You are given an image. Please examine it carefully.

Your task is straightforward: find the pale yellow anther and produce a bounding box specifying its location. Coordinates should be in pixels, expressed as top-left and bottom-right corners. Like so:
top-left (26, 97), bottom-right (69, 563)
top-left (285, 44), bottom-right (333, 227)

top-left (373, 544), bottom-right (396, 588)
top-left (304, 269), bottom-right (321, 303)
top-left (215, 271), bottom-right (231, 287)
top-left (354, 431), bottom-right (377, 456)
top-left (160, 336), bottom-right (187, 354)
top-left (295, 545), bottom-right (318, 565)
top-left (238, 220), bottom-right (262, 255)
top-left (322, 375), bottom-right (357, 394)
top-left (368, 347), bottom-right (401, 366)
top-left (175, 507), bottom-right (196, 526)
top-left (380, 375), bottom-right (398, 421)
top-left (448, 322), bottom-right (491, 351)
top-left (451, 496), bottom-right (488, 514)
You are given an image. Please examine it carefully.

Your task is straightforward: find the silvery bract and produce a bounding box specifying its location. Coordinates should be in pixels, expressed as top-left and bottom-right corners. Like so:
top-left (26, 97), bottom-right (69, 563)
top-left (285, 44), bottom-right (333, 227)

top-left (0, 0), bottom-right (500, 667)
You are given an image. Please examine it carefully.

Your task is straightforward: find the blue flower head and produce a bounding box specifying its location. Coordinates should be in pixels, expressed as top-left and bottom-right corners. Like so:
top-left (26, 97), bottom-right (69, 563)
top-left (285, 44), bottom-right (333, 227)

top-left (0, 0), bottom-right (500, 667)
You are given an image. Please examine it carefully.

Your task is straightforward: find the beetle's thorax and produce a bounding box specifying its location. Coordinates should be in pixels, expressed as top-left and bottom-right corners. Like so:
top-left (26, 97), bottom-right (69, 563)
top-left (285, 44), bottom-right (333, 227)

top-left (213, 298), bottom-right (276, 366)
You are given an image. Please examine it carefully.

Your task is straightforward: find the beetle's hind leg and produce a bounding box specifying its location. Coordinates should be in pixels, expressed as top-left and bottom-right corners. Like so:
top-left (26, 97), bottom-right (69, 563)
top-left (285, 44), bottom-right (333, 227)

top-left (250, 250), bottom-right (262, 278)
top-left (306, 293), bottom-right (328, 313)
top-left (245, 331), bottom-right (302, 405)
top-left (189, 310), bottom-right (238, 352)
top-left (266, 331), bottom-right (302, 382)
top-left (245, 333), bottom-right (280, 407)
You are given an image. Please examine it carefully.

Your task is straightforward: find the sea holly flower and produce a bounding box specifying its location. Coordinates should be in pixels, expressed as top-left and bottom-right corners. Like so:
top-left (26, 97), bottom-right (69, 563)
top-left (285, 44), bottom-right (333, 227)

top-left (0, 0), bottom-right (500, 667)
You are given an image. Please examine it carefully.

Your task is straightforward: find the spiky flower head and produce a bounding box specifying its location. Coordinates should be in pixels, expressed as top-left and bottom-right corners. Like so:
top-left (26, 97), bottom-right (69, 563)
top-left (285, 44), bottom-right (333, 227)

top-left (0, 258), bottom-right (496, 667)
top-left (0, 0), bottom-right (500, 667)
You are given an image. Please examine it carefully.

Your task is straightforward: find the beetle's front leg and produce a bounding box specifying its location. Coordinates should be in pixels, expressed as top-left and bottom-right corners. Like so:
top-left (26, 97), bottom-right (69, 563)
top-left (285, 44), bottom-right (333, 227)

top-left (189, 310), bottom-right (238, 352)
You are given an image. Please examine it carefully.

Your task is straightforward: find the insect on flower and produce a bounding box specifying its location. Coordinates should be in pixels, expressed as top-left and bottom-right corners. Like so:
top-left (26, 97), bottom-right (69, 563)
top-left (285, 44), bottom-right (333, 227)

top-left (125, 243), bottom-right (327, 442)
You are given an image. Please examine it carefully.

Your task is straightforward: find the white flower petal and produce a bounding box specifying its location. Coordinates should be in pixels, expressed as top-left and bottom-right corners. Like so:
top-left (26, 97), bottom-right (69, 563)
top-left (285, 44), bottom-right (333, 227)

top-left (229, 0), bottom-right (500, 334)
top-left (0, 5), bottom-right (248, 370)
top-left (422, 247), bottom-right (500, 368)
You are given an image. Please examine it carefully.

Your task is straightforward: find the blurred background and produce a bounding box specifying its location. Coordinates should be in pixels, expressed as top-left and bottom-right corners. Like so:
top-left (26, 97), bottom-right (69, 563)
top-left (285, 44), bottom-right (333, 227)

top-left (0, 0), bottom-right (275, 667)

### TASK DESCRIPTION
Report how many lines in the data above contain the word "location". Reply with the number alone.

### COMPLETED EXERCISE
11